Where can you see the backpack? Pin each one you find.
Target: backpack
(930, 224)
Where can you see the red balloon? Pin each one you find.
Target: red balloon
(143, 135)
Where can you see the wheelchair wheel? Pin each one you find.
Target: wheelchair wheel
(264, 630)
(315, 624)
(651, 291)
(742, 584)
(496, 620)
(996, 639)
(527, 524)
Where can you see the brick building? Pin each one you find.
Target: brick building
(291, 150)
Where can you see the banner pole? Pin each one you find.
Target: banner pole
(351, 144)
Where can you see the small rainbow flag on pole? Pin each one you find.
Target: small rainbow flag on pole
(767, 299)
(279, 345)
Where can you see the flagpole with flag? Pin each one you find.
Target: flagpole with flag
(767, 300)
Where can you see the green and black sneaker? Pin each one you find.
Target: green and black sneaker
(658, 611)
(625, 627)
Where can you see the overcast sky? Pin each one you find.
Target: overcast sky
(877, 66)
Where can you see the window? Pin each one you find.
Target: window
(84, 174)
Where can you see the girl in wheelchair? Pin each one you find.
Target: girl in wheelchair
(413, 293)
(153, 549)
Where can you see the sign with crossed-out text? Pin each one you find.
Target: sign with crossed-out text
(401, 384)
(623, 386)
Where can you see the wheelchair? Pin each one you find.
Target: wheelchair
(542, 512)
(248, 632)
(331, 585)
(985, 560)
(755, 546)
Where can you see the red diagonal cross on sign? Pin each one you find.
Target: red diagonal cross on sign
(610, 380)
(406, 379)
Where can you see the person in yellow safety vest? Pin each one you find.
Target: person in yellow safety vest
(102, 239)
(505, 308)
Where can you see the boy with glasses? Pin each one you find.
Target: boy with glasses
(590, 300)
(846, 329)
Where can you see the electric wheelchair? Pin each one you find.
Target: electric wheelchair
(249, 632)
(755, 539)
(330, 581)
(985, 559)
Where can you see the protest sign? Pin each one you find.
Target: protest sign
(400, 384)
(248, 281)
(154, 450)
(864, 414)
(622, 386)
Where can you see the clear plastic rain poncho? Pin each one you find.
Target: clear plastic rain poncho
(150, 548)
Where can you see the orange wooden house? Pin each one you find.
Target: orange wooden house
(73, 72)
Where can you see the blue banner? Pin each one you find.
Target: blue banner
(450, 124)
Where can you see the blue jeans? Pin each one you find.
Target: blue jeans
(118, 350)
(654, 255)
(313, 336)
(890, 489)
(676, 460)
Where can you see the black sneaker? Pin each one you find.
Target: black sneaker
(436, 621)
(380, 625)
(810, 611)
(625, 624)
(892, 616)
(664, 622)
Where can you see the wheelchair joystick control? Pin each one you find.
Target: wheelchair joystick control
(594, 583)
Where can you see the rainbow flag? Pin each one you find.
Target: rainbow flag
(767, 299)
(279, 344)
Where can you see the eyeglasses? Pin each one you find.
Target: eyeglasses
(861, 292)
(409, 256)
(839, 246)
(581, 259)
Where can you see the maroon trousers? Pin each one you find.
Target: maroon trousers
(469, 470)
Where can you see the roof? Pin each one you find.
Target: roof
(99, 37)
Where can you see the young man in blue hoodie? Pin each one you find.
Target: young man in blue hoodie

* _TASK BRIEF_
After locating the line with "Target: backpack" in the material above, return it and each line after it exactly, ending at the line with "Where can you see the flagpole".

* _WRITTEN RESPONSE_
Target: backpack
(930, 224)
Where can you see the red balloon? Pin each one you find.
Target: red balloon
(143, 135)
Where can you see the wheelchair wheel? Pin each one you find.
Target: wheelchair wheel
(264, 630)
(315, 624)
(651, 291)
(742, 584)
(496, 620)
(996, 639)
(527, 524)
Where can you see the brick building? Pin each one you find.
Target: brick building
(291, 150)
Where can you see the banner pole? Pin each one you find.
Target: banner pole
(351, 144)
Where can you see the small rainbow flag on pole? Pin each one you find.
Target: small rainbow flag on pole
(767, 299)
(279, 345)
Where can you see the flagpole with flag? Pin each one you find.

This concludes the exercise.